— Dataset records —
★ ★ ★ ★

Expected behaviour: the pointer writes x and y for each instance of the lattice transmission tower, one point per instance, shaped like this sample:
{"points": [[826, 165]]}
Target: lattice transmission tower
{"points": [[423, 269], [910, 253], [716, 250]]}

★ ★ ★ ★

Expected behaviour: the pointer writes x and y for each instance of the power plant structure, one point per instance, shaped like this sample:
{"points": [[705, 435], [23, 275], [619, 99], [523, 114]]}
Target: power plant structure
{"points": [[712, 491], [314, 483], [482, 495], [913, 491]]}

★ ★ ★ ★

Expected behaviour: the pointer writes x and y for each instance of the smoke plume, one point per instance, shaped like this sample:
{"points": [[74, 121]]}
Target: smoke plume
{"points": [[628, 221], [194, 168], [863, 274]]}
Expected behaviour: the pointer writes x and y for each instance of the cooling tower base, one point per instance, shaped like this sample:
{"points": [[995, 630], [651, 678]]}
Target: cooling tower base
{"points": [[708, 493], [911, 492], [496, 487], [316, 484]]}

★ ★ ★ ★

— Task objective —
Which lines in the entries above contain the string "smoke"? List each of those lines in full, and treat uppercase and lowercase as different.

— Full answer —
Expected behaviour: the pointer writes x and y for each instance of the smoke plume, one point per instance, shaped like this sample:
Target: smoke plume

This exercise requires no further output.